***** TEXT UNDER STUDY *****

A LITTLE TOUCH OF HARRY
I had occasion to make on March 6, 1975, the following remarks about Harry Kalven, Jr.
This series of six weekly law lectures here at Rosary College, of which my talk tonight [“The Trial of Sir Thomas More”] is the conclusion, has been dedicated to the memory of Harry Kalven, Jr., Professor of Law at The University of Chicago and a friend of this college. Mr. Kalven, who died last October, was to have given one of the lectures in this series.
Dr. Lawrence Freedman opened the inaugural lecture of this series by likening Harry Kalven to a jeweler, a craftsman who would hold people and arguments up to the light to bring out the best in them. And when he found a gem of quality—a man or woman, an argument, a turn of phrase—he would treasure it.

***** AVAILABLE DATA *****

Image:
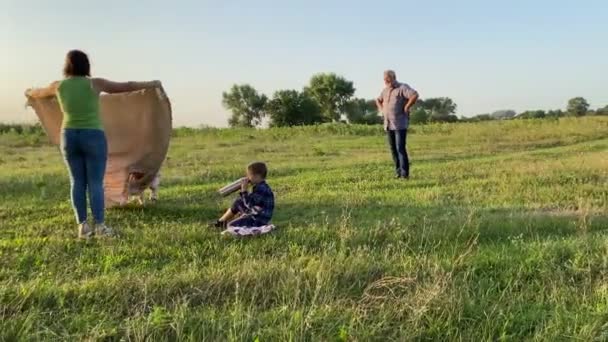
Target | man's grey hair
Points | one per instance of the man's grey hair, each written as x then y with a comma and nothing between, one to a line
391,74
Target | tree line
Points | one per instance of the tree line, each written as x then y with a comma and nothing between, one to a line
330,98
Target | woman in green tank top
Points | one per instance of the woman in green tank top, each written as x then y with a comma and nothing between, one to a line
83,142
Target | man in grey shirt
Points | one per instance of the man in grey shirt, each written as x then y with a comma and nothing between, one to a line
395,103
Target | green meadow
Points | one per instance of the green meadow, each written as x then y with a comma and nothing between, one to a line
501,234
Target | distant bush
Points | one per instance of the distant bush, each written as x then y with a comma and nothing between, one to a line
21,129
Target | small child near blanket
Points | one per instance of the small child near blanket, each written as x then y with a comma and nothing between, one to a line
251,212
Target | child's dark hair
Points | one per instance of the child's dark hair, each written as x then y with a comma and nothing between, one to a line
258,168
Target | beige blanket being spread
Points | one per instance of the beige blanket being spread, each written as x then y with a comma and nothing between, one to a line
138,130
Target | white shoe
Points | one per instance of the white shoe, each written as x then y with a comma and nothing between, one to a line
84,231
103,230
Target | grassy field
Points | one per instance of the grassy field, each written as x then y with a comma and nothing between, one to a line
501,234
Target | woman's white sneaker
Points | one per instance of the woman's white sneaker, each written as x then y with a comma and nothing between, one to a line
103,230
84,231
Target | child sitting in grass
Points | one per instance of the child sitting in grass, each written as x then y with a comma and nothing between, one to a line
252,211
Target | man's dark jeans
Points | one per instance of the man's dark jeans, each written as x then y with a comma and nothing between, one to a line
397,140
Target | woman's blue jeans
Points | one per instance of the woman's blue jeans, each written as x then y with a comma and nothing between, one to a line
85,152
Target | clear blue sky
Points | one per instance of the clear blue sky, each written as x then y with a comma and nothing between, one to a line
486,55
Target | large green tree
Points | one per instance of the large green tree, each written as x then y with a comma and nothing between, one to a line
332,93
361,111
246,104
578,106
293,108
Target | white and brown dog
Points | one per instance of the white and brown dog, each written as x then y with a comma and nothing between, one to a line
136,193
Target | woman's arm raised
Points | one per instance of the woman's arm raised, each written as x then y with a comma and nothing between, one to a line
38,93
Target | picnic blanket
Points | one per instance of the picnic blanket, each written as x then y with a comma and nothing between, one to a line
138,129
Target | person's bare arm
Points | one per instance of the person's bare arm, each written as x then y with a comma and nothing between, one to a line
411,102
111,87
380,101
379,104
38,93
411,95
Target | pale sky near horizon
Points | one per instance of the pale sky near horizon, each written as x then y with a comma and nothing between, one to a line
486,55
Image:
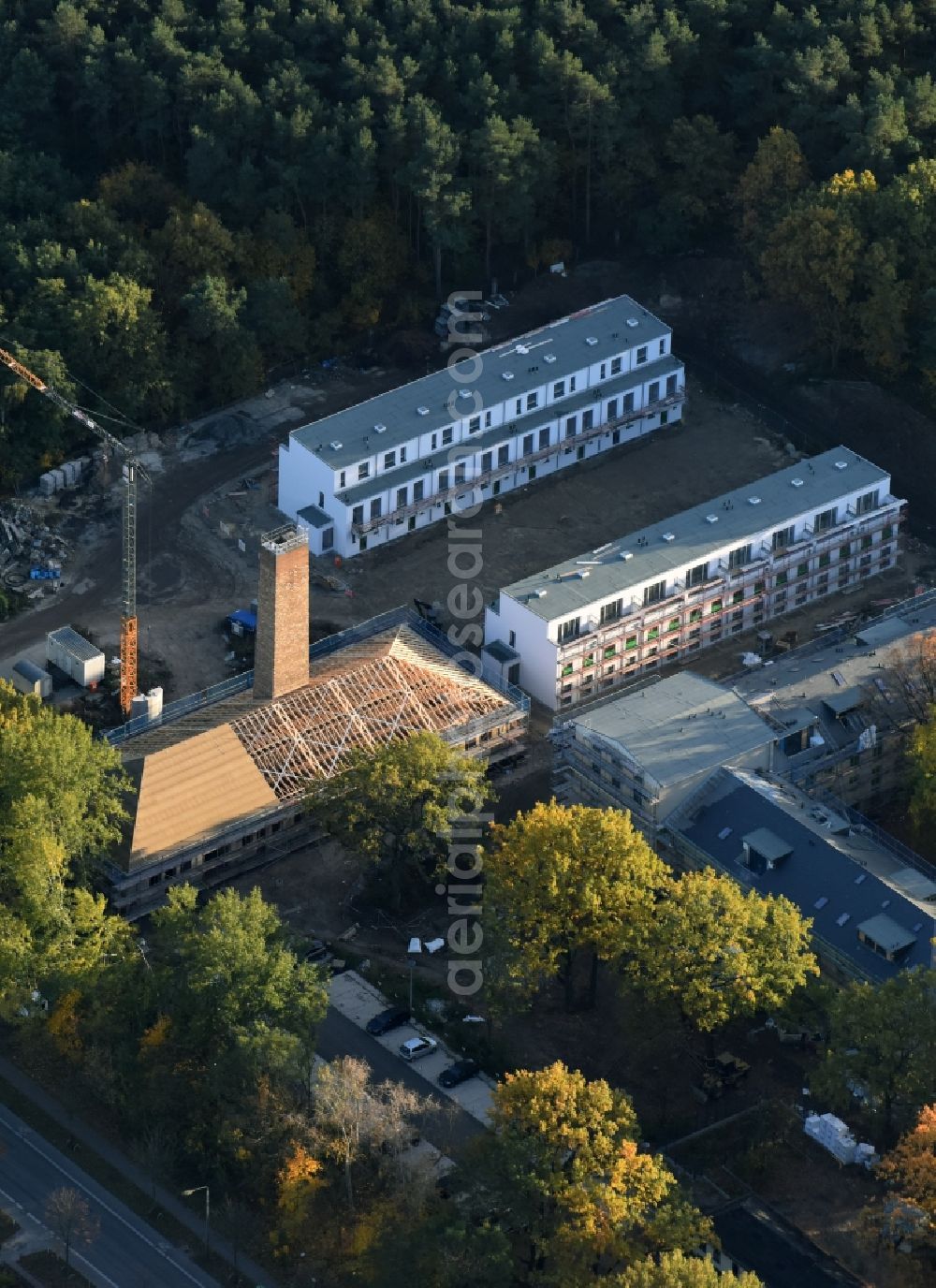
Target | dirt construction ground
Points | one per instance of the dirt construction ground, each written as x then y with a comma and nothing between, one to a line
215,489
717,447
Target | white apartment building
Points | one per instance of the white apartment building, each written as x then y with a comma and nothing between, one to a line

*****

» USING THE INFORMATION
1/ In the text about Harry Kalven, Jr., who compared him to a jeweler?
2/ Reproduce the passage of the Harry Kalven text from "Dr. Lawrence Freedman" up to and including "would treasure it.".

» ANSWERS BY ITEM
1/ Dr. Lawrence Freedman

2/
Dr. Lawrence Freedman opened the inaugural lecture of this series by likening Harry Kalven to a jeweler, a craftsman who would hold people and arguments up to the light to bring out the best in them. And when he found a gem of quality—a man or woman, an argument, a turn of phrase—he would treasure it.